→ WHAT THIS TASK INVOLVES: The records should be written out in full, with nothing altered.

------------------------------------------------------------

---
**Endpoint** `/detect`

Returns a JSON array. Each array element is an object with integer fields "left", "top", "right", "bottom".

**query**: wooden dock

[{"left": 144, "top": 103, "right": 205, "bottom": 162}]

------------------------------------------------------------

→ RESPONSE:
---
**Endpoint** `/detect`

Returns a JSON array. Each array element is an object with integer fields "left", "top", "right", "bottom".

**query**: wooden dock

[{"left": 144, "top": 103, "right": 205, "bottom": 162}]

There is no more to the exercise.